* [REQUEST]
Find "TARGET = recovering book" in the records that follow; print that line and each subsequent line through the last one, verbatim and with nothing added.

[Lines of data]
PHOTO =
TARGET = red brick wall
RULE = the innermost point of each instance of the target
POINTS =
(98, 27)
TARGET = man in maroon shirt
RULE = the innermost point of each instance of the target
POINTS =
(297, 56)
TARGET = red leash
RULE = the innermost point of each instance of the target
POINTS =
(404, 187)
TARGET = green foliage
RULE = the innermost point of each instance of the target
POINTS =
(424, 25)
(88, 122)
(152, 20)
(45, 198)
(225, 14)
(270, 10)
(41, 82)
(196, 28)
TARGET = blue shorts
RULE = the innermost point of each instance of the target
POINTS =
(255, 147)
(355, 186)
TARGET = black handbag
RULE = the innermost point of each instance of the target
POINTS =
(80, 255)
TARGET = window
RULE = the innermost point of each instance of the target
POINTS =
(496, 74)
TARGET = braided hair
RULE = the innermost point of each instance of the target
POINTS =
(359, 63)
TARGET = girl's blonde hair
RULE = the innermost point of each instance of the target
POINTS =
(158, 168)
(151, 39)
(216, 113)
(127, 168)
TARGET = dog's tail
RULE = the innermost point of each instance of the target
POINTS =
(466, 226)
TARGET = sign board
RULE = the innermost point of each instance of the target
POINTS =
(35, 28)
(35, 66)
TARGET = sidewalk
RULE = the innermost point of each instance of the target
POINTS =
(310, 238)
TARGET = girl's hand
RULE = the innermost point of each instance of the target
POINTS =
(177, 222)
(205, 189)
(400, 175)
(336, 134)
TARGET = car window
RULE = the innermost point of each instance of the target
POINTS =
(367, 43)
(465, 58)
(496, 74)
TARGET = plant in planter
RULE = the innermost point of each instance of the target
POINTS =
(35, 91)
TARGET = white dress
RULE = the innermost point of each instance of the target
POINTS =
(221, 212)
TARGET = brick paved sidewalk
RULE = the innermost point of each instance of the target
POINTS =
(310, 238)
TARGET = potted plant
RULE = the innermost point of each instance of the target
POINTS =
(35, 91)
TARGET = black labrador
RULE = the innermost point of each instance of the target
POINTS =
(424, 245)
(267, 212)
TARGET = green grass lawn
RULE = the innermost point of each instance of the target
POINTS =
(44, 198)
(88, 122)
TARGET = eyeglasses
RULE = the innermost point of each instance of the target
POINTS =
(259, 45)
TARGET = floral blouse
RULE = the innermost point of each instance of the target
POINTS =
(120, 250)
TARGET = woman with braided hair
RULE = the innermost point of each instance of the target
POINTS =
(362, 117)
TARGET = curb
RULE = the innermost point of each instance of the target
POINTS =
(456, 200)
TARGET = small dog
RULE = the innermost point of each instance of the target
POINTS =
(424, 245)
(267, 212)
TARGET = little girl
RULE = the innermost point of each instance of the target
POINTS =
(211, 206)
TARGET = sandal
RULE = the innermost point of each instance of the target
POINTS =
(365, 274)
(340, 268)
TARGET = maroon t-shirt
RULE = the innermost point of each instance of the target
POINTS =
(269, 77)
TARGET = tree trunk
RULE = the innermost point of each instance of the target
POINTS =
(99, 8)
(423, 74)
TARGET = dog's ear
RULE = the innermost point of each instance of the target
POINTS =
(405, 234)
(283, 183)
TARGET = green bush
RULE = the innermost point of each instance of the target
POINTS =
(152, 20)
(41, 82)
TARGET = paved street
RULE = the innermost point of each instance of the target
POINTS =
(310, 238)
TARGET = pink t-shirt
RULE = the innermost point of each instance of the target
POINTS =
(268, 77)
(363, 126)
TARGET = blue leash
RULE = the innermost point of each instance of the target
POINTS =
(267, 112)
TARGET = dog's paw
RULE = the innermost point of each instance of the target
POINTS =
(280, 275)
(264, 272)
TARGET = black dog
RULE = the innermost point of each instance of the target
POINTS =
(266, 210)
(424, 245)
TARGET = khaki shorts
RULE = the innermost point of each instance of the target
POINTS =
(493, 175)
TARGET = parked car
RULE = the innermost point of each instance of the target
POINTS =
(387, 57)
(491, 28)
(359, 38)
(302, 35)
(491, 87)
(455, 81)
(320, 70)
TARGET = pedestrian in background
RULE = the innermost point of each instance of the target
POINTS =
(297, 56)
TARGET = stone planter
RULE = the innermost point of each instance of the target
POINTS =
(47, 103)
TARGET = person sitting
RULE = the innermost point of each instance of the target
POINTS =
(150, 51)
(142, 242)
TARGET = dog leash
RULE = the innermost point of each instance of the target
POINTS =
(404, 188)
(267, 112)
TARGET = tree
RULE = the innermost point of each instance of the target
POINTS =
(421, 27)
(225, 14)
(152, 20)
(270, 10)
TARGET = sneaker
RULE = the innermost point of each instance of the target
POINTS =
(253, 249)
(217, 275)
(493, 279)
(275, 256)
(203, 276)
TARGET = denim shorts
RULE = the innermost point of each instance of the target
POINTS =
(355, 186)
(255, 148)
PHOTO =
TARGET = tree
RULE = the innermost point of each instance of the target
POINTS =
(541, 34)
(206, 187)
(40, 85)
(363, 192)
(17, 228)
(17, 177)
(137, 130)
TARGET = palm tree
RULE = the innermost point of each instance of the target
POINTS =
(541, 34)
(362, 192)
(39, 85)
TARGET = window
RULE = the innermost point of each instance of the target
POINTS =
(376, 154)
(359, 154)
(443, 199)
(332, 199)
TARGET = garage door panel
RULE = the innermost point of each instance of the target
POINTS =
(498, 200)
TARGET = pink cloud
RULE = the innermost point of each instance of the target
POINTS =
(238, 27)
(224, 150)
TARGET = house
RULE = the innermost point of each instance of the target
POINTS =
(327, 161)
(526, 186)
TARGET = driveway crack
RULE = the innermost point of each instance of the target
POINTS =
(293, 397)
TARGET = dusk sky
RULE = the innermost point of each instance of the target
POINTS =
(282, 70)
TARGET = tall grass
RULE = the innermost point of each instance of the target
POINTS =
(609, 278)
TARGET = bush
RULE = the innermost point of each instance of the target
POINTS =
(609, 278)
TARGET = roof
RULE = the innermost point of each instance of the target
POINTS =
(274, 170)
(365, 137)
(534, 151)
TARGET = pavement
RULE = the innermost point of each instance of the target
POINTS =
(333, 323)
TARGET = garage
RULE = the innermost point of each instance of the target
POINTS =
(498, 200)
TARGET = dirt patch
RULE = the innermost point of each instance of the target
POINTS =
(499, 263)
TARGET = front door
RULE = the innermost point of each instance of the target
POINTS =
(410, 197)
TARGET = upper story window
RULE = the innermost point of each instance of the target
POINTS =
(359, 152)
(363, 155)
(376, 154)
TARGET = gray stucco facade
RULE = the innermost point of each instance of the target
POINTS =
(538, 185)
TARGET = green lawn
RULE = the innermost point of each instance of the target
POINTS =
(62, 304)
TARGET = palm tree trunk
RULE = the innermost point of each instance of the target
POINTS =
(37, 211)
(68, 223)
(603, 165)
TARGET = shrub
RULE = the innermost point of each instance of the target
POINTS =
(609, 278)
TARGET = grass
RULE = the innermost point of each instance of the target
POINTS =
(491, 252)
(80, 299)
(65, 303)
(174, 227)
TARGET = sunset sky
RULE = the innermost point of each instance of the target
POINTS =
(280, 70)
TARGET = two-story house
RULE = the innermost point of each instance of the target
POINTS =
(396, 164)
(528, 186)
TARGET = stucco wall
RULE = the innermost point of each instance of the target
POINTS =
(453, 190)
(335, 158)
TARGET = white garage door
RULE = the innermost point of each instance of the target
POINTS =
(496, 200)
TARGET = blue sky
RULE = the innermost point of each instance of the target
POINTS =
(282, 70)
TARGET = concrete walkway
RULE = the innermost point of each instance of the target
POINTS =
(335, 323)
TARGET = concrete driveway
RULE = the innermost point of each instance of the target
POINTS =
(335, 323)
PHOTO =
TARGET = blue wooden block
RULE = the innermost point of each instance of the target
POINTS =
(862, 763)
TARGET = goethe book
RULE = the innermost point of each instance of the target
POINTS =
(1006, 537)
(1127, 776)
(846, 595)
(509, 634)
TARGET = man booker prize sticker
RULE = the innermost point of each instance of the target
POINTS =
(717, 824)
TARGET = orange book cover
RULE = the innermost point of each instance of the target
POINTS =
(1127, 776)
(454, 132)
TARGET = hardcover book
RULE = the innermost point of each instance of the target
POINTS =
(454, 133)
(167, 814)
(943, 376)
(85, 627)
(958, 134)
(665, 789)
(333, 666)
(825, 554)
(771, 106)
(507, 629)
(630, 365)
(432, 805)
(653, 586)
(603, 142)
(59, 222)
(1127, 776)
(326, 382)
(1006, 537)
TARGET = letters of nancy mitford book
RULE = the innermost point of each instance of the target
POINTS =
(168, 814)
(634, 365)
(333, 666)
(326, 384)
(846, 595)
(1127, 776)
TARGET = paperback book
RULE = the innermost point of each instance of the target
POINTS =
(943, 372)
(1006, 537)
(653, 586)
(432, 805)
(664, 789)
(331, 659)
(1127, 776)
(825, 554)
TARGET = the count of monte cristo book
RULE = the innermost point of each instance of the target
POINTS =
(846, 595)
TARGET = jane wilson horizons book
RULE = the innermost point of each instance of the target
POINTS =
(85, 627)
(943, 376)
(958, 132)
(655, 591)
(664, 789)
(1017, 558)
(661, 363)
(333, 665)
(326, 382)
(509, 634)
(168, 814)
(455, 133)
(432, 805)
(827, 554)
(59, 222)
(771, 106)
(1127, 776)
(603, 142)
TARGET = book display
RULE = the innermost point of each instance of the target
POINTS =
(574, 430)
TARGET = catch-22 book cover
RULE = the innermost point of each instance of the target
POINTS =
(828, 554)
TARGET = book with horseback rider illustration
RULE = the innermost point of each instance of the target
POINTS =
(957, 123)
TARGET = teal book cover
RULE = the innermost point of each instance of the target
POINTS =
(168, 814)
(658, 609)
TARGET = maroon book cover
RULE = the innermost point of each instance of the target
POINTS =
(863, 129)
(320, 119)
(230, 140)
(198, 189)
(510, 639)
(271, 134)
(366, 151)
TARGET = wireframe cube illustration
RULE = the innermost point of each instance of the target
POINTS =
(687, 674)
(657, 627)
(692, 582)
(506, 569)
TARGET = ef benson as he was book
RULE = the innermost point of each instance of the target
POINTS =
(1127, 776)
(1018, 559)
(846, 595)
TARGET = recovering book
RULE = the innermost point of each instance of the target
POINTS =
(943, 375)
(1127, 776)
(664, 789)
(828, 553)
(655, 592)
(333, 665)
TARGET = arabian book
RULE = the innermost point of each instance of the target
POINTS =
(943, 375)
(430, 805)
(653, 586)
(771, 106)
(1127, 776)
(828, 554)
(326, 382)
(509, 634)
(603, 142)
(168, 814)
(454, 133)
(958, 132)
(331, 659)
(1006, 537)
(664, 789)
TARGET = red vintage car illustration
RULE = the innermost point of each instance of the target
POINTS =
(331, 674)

* [TASK OUTPUT]
TARGET = recovering book
RULE = the innermost point of each instance of the target
POINTS =
(943, 375)
(1127, 776)
(664, 789)
(828, 553)
(655, 592)
(333, 665)
TARGET = arabian book
RULE = the innermost point of each instance of the target
POINTS =
(943, 375)
(430, 805)
(653, 586)
(771, 106)
(1127, 776)
(828, 554)
(326, 382)
(509, 634)
(603, 142)
(168, 814)
(454, 133)
(958, 132)
(331, 659)
(1006, 537)
(664, 789)
TARGET = red vintage car illustration
RULE = the innermost point of each instance of the target
POINTS =
(331, 674)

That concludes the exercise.